___ Text provided

And God said, “Let there be a firmament in the midst of the waters, and let it separate the waters from the waters.” And God made the firmament and separated the waters which were under the firmament from the waters which were above the firmament. And it was so.
And God called the firmament Heaven. And there was evening and there was morning, a second day. (Genesis 1: 6-8) (Revised Standard Version-Catholic Edition).
The works of the six days of creation of Genesis chapter 1 and identifying those works can be followed with relative ease but the work of the second day and its interpretation appears historically to be troublesome or difficult as it appears even in the works of the Fathers of the Church who give various interpretations to the work of the second day of creation. Even today among biblical scholars, catholic or protestant, various interpretations are given. I hadn’t thought about this to much until about a month or so ago, following some thread here on this forum, the issue surfaced and made me think about it and do some research about it. I enlisted the help of St Thomas Aquinas and his exegesis of the work of the six days of creation found in his Summa Theologica, Part I.
Concerning the work of the second day of creation, St Thomas offers two explanations gathered from the Fathers of the Church. Firstly, some fathers explain the firmament as the starry heaven. Secondly, others explain the firmament as the cloudy region of the air in which water is condensed and falls to the earth to water it. According to the first explanation, waters have been placed by God above the starry heavens. This is the interpretation given even today by some modern biblical scholars and found in at least some catholic bibles such as the New American Bible. In fact, it seems to be the mainstream interpretation of modern catholic biblical scholars. The second explanation we could simply call the earth’s atmosphere in which the waters above the earth are collected in the clouds and falls to the earth in the form of rain, snow, or hail. In the Summa Theologica, St Thomas offers these two explanations of the firmament but he doesn’t seem to give a personal opinion of one over the other but seems to simply say that the scriptures lends itself to both.

______
___ Excerpted records

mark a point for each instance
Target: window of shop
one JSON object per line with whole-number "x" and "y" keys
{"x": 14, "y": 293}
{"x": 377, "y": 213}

______

> **Task requirements**:
**a.** In the passage on the second day of creation, which Catholic bible is named as giving the interpretation that God placed waters above the starry heavens?
**b.** Repeat the passage on the second day of creation word for word between "And God called" and "Standard Version-Catholic Edition).", inclusive.
**c.** Carry the passage on the second day of creation forward from its final sentence.

> **Results for each task**:
**a.** The New American Bible.

**b.**
And God called the firmament Heaven. And there was evening and there was morning, a second day. (Genesis 1: 6-8) (Revised Standard Version-Catholic Edition).

**c.**
At this point, I began to search the Holy Scriptures for clues as to the meaning of the making of the firmament on the second day which God calls heaven. What precisely did Moses mean by the firmament? It obviously had to do with the separation of the waters which covered the earth in the early stages of God forming the universe. The difficulty of the interpretation of the work of the second day lies in that God calls the firmament heaven and the firmament is mentioned in the works of days 4 and 5. At the same time, God seems to have already created the heavens in the beginning, “In the beginning God created the heavens and the earth” (Gen. 1:1). But, the heavens had no light as we can understand by the words “and darkness was upon the face of the deep” (Gen. 1:2. And then God created the light and separated the light from the darkness. And there was evening and morning, one day (Gen. 1:3-5). By this Aquinas understands that the ‘formlessness’ of the heavens, that is, being without light, is given formation by the creation of light. For light gives beauty to the heavens and the heavens are the source of light. We can also reason that by the creation of light which God called day, and He called the darkness night, and there was evening and morning, one day, that according to the understanding of the former peoples and ancients, the heavens were set in a diurnal motion. Now, if the heavens weren’t made until the second day, how could there be a first day of which the Scriptures speak of in Gen. 1:3-5 and where is the light and darkness or day and night?